◆ **What this task involves**: Each line of the entries below that holds "Target" is needed, copied in full.

◆ **Entries shown**:
+ + + +
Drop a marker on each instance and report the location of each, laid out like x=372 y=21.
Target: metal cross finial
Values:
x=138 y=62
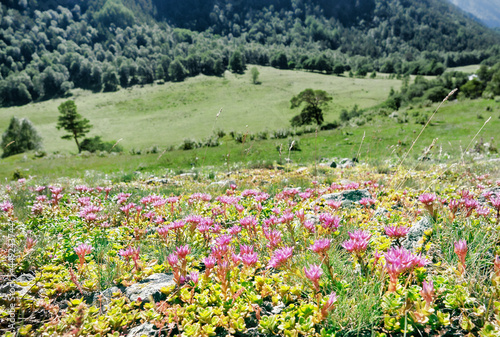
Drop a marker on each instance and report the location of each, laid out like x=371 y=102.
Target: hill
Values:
x=488 y=11
x=48 y=49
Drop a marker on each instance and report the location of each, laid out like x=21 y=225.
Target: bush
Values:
x=20 y=136
x=97 y=144
x=188 y=144
x=330 y=126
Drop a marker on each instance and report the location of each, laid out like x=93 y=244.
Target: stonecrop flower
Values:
x=396 y=231
x=358 y=242
x=81 y=251
x=461 y=250
x=314 y=273
x=280 y=256
x=320 y=246
x=427 y=292
x=427 y=198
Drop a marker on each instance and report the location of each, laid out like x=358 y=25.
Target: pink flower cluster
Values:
x=358 y=242
x=280 y=257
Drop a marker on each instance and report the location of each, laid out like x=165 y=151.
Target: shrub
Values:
x=97 y=144
x=330 y=126
x=188 y=144
x=20 y=136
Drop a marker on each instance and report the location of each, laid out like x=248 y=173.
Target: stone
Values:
x=223 y=183
x=347 y=197
x=416 y=233
x=380 y=212
x=150 y=287
x=106 y=296
x=145 y=329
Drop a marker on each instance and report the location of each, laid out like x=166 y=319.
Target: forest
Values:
x=48 y=48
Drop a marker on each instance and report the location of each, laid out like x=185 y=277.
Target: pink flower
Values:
x=248 y=222
x=314 y=274
x=427 y=198
x=81 y=251
x=6 y=206
x=173 y=260
x=280 y=257
x=182 y=251
x=334 y=204
x=329 y=221
x=249 y=259
x=427 y=292
x=461 y=250
x=396 y=231
x=321 y=246
x=483 y=211
x=209 y=262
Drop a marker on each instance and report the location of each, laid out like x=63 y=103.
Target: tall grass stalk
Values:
x=481 y=129
x=359 y=150
x=213 y=128
x=425 y=126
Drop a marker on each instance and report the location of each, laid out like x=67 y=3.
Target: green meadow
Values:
x=163 y=115
x=166 y=114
+ + + +
◆ **Result for this task**:
Target: metal cross finial
Target: hill
Target: bush
Target: stonecrop flower
Target: pink flower cluster
Target: shrub
Target: stone
Target: forest
Target: pink flower
Target: tall grass stalk
Target: green meadow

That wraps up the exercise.